#### DOCUMENT TEXT:
..........

Saving during unemployment could be tricky for the many individuals who may have had 401(k) accounts through their employers.
The first decision people will need to make is whether to keep their money in that plan, or to move it.
Retirement plans, like 401(k)s, tend to have some good investment options that you wouldn’t typically be able to access on your own.
Alternatively, you can roll over your savings into an IRA or cash it out – the latter of which is typically advised against by retirement experts.
If you do choose to leave your money with your former employer’s plan, most 401(k) accounts do allow people to alter the amount they are setting aside for the account at any point in time. So reducing a contribution could be an option for someone who needs the extra cash in the near term.
Another option for people in need of cash for immediate expenses, is to tap these accounts early – without cashing out.
Typically, money withdrawn from a 401(k) is subject to a 10 percent penalty if it is withdrawn before the owner is 59 1/2 years old. But a provision in the CARES Act relaxed rules on withdrawing money from 401(k) accounts by allowing people to take up to $100,000 from that retirement stash without being subject to the 10 percent penalty, but the funds must be used for coronavirus-related financial needs. Individuals will, however, have to pay income taxes on the money.
For example, a furloughed worker could put retirement money toward a mortgage payment.
However, experts are cautioning against this. Taylor Hammons, head of retirement plans at Kestra Financial, told FOX Business that the longer people can leave these accounts untouched, the more likely it is that they will recoup the losses incurred from recent market volatility.
Withdrawing during a market downturn -- when account balances are depressed -- is not generally a great option if it can be avoided.
On the flip side, Hammons said it is actually a good time to increase contributions if possible, because individuals can buy when the market is low.
For those who opt to roll their funds into an IRA, they will assume greater control over their investments and they can generally choose from a wider range of investment options.

..........

#### RAW DATA:
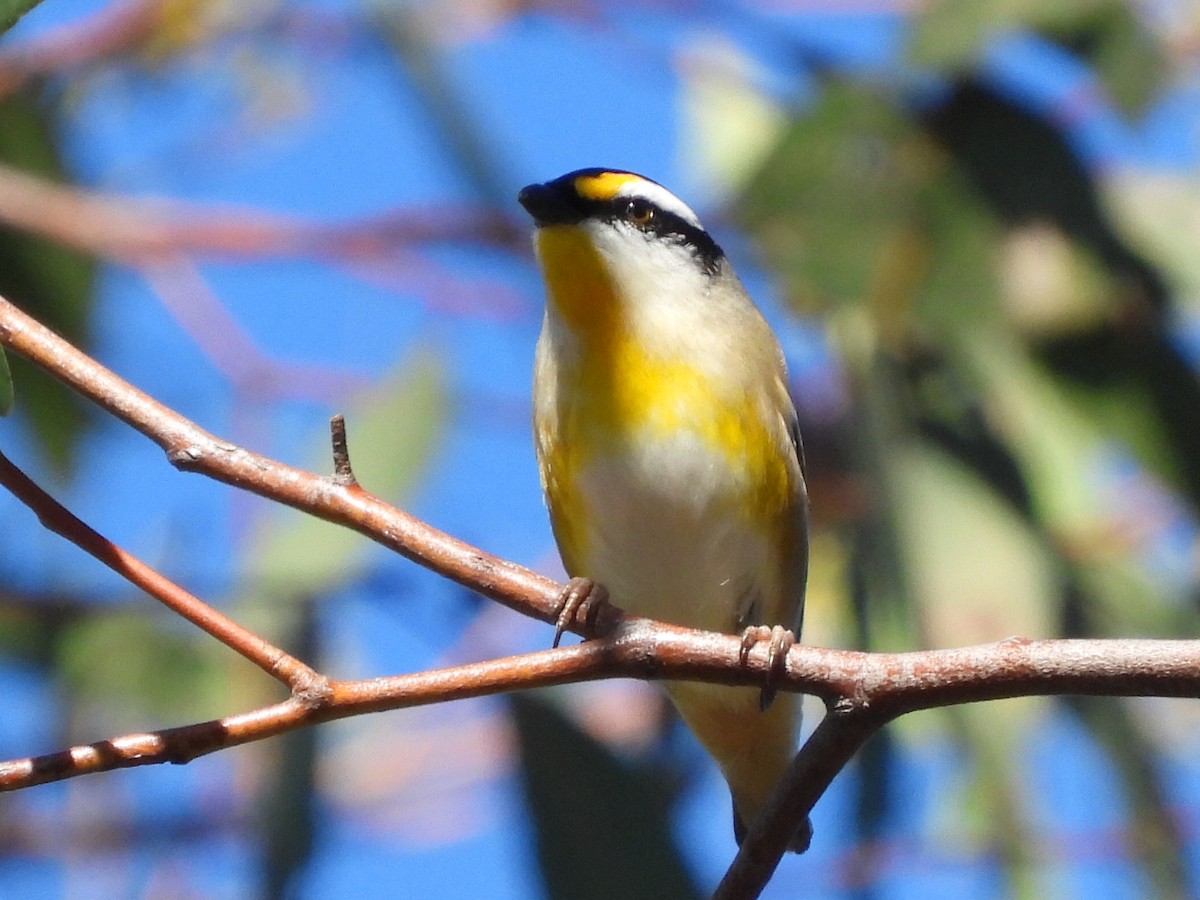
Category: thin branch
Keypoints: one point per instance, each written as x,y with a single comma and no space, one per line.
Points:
863,690
342,472
58,519
653,651
192,449
143,232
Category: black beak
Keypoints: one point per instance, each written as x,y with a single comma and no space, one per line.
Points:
552,203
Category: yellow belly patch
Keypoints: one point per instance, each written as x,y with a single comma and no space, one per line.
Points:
617,390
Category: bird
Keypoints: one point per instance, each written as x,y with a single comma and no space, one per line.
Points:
670,450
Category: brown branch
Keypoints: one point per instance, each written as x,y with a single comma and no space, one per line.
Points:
192,449
874,687
143,232
863,691
58,519
342,472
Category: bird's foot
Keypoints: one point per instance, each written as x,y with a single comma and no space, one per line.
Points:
780,642
580,603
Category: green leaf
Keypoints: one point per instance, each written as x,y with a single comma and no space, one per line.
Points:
592,809
391,430
143,665
12,10
52,283
949,34
1109,34
6,393
832,197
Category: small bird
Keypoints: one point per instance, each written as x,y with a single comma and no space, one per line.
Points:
669,448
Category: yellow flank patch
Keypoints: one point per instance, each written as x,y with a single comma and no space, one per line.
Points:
619,391
603,186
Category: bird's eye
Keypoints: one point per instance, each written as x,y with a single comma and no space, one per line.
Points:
640,213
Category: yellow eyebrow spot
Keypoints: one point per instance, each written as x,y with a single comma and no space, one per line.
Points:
603,186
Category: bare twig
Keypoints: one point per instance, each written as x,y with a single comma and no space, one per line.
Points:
882,685
863,691
277,664
192,449
342,472
143,232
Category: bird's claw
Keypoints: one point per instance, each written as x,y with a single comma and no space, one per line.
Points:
580,603
780,642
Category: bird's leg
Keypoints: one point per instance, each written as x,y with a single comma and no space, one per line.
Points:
580,601
781,641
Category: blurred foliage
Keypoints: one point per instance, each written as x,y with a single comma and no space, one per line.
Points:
1002,315
51,282
12,10
391,431
1108,34
1017,395
141,669
603,823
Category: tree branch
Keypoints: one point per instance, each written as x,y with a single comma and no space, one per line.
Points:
58,519
862,690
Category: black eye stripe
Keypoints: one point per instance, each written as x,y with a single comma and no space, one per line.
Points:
666,225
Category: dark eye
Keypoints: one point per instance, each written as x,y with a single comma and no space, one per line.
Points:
640,213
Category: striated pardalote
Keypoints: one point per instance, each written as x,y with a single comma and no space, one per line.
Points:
669,445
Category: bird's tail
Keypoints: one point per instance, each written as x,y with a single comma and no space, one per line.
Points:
753,748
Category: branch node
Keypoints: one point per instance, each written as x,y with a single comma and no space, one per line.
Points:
312,691
343,474
185,457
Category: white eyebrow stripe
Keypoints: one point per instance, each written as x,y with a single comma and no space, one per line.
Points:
660,197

..........

#### EXERCISES:
(1) Translate this sentence from the retirement savings text into Spanish: "For example, a furloughed worker could put retirement money toward a mortgage payment."
(2) Duplicate the part of the retirement savings text from "However, experts are" up to and including "market is low.".
(3) List every person, company, and news outlet named in the retirement savings text.

#### TASK-BY-TASK SOLUTIONS:
(1) Por ejemplo, un trabajador suspendido temporalmente podría destinar dinero de su jubilación al pago de una hipoteca.

(2)
However, experts are cautioning against this. Taylor Hammons, head of retirement plans at Kestra Financial, told FOX Business that the longer people can leave these accounts untouched, the more likely it is that they will recoup the losses incurred from recent market volatility.
Withdrawing during a market downturn -- when account balances are depressed -- is not generally a great option if it can be avoided.
On the flip side, Hammons said it is actually a good time to increase contributions if possible, because individuals can buy when the market is low.

(3)
Taylor Hammons
Kestra Financial
FOX Business